§ **Exercise**
Every entry in this listing should be written out exactly.

§ **Data to use**
•••••
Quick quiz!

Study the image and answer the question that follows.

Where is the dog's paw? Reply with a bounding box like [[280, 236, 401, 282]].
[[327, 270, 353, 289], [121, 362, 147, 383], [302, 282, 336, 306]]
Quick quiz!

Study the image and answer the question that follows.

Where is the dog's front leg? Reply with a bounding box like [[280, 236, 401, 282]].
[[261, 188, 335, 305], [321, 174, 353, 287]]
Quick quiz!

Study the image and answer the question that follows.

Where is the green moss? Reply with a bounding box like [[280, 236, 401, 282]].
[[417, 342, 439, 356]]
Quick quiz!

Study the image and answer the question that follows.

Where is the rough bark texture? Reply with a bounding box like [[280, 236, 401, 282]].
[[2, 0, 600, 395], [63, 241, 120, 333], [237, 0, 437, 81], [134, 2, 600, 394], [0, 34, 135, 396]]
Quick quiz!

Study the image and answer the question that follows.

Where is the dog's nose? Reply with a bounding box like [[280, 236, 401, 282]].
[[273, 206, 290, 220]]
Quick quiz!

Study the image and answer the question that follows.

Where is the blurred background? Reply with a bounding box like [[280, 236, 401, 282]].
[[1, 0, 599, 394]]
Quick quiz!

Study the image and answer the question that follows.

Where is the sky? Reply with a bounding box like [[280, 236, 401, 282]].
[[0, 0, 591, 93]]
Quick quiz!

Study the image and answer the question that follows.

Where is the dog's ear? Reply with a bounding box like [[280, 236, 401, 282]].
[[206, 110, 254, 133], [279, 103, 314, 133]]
•••••
§ **Solution to this task**
Quick quiz!

Study the image and answer the question that follows.

Where is the dog's paw? Reply with a bounding box like [[280, 236, 401, 282]].
[[327, 270, 353, 289], [121, 362, 147, 383], [302, 282, 336, 306]]
Quick quiz!

Study the image and answer the question that follows.

Where is the dog's front leg? Reply with a bounding box like [[280, 236, 401, 282]].
[[261, 188, 335, 305], [321, 174, 353, 287]]
Quick quiz!

Study the image and answer the question that follows.

Where is the green moss? Reply with a bounding box like [[280, 236, 401, 282]].
[[417, 342, 439, 356]]
Quick quiz!

Study the image and answer the question that follows.

Where is the rough bark texture? Reply with a bounding box like [[280, 236, 401, 282]].
[[2, 0, 600, 395], [63, 241, 120, 333], [237, 0, 437, 81], [134, 2, 600, 394], [0, 34, 135, 396]]
Quick quiz!

Study the image and answer the question that follows.

Where is the dog's nose? Reply with a bounding box like [[280, 236, 401, 282]].
[[273, 206, 290, 220]]
Quick quiz!

Study the image and answer the question that follows.

Where is the blurred background? Reply with a bounding box like [[280, 236, 401, 282]].
[[1, 0, 599, 394]]
Quick quiz!

Study the image and answer the question that follows.

Where is the sky? Reply with a bounding box like [[280, 236, 401, 282]].
[[0, 0, 591, 93]]
Quick quiz!

Study the image and answer the question that follows.

Where is the dog's ear? Reply with a bounding box like [[280, 236, 401, 282]].
[[206, 110, 254, 133], [279, 103, 314, 133]]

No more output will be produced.